#### TEXTE FOURNI

Non, ce n’est pas "la situation". Ce sont les soldats israéliens

Chaque fois que paraît une nouvelle histoire sur un crime commis par les forces de défense israéliennes dans les territoires - hier, c’était l’histoire de Hagar Shezaf sur le garçon qui a reçu une balle dans le dos à Al-Khader ; demain, ce sera une histoire sur la fusillade d’un jeune à Al-Rakiz - nous sommes toujours immédiatement rassurés : Ce ne sont pas les soldats. Ils ne sont pas à blâmer. On ne peut pas les blâmer. C’est la situation.

Tiré de France-Palestine Solidarité.

Mais ce sont les soldats.

Non seulement on peut les blâmer, mais ils doivent être jugés et punis pour leurs crimes. Les absoudre de toute responsabilité et culpabilité est une autre façon de laisser les crimes orphelins, leurs auteurs innocents et la société entière se sentir acquittée.

L’argument en faveur de l’immunité des soldats repose sur l’idée qu’ils s’engagent tous dans les FDI alors qu’ils sont comme des soldats en chocolat - des jeunes innocents qui pensent s’engager dans l’Armée du Salut, des adeptes du Mahatma Gandhi, des disciples de Janusz Korczak. La voyoucratie et le racisme, la haine des Arabes et la violence leur sont étrangers. Ils n’en ont pas été imprégnés à la maison, à l’école ou dans la société dans laquelle ils ont été élevés. Ils arrivent dans l’armée vertueux et purs, comme des amoureux de la justice, de la fraternité et de la paix. Et puis ils s’engagent et d’un seul coup tout change.

Ils deviennent des monstres qui tirent sur des enfants, frappent des vieilles femmes, lâchent des chiens sur des gens, agressent des handicapés. Mais ce sont eux les victimes, si vous ne l’avez pas compris. Ils ne sont coupables de rien, même lorsqu’ils tirent sur des innocents, même s’ils le font sans raison, comme cela arrive avec une fréquence écœurante.

Alors qui est à blâmer ? Ceux qui les ont envoyés là-bas. Les commandants sont à blâmer, mais ils n’ont pas à être jugés pour les actions de leur garde à la porte, qui était après tout un soldat aberrant qui a fait une erreur. Les politiciens sont donc à blâmer. Lesquels ? Le premier ministre et le ministre de la défense actuels ? Qu’est-ce que les gens attendent d’eux ? Eux aussi sont pris dans une situation qu’ils ont héritée de leurs prédécesseurs. Il faut remonter plus loin. C’est la faute de Moshe Dayan. C’est la faute d’Yisrael Galili. Yigal Allon est à blâmer, ou David Ben-Gourion, ou remontons jusqu’au roi David. Personne n’est prêt à assumer le crime.

Alors peut-être que c’est la situation ? C’est une force majeure, un décret céleste. Il n’y a plus personne à blâmer, après tout, et rien à leur reprocher.

Revenons à la vérité. Les soldats israéliens commettent tous les jours des crimes graves, dont certains sont vraiment effroyables. Avant et après Elor Azaria, ces crimes ont été "orphelins" à un degré incroyable. Personne n’est à blâmer pour quoi que ce soit ; personne n’est responsable de quoi que ce soit. Vous pouvez tuer et massacrer sans vous soucier d’être jugé. Par manque de culpabilité et d’intérêt public.

########

**CONSIGNE**
Recopiez fidèlement le passage de l'article sur les soldats israéliens qui commence aux mots « Mais ce sont les » et s'arrête après les mots « se sentir acquittée. ».

#### BLOC DE DONNÉES

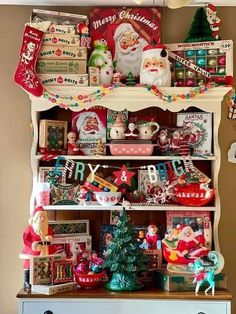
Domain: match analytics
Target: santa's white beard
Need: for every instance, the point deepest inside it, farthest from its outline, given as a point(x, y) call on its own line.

########

**RÉPONSE RÉDIGÉE**
Mais ce sont les soldats.

Non seulement on peut les blâmer, mais ils doivent être jugés et punis pour leurs crimes. Les absoudre de toute responsabilité et culpabilité est une autre façon de laisser les crimes orphelins, leurs auteurs innocents et la société entière se sentir acquittée.